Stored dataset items
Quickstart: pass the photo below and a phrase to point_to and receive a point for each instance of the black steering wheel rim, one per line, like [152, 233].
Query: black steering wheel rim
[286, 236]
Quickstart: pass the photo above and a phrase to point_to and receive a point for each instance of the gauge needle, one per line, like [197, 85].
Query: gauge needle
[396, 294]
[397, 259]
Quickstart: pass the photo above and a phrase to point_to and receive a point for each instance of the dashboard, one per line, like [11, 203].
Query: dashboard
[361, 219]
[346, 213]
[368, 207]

--

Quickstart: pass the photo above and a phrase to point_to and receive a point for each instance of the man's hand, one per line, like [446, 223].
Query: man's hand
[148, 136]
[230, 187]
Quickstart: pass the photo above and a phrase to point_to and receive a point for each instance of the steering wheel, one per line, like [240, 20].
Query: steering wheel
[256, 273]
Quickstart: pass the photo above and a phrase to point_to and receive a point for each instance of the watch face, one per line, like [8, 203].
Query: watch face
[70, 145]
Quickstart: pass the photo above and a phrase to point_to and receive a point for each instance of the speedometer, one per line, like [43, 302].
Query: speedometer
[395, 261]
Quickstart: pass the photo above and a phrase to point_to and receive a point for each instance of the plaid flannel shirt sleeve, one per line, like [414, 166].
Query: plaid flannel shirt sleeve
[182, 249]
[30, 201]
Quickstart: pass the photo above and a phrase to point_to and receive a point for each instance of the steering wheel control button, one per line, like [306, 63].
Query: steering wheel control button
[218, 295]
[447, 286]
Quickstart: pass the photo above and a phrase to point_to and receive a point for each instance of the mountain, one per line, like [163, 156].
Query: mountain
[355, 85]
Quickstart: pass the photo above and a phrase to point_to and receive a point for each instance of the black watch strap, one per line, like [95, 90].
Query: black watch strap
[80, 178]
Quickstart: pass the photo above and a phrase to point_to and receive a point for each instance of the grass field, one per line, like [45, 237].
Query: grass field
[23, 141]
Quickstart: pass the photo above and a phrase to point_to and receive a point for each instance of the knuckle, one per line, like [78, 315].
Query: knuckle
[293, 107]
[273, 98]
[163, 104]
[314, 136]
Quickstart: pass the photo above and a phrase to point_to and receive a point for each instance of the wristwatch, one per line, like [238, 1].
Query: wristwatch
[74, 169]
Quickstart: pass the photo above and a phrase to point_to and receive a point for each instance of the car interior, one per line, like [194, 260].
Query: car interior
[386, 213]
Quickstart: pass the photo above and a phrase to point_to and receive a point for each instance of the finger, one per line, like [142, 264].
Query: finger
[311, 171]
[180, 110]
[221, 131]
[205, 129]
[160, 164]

--

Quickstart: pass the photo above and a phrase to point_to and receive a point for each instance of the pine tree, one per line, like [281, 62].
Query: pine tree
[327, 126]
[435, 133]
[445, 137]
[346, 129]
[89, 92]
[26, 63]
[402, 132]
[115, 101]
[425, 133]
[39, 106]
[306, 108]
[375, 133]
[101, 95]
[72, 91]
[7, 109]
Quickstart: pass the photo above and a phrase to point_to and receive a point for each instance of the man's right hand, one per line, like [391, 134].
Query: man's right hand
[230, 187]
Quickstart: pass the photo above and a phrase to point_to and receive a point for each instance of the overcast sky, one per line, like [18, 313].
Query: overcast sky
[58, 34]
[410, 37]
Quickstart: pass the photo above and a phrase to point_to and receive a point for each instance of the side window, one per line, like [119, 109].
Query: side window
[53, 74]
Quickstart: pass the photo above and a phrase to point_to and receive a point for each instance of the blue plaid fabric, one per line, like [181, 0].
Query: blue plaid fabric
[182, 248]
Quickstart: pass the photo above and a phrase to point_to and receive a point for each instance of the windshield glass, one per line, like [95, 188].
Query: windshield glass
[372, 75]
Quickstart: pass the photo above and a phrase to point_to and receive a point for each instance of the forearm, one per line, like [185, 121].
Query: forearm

* Task objective
Reproduce the part of the data that opens with the line containing "like [181, 0]." and closes with the line containing "Query: forearm", switching every "windshield glass" to "front window glass" and leaving everything else unchanged.

* Solution
Quickstart: pass the photo above and a phrase to point_to and receive a point for each instance of the blue plaid fabric, one per line, like [181, 0].
Query: blue plaid fabric
[182, 248]
Quickstart: pass the photo above and a phrase to point_to and receive a point for each instance of the front window glass, one per line, like [95, 188].
Query: front window glass
[372, 75]
Quickstart: pass the photo above and a phrase to point_to and receive a point for each instance of the forearm, one per line, like [185, 121].
Query: forearm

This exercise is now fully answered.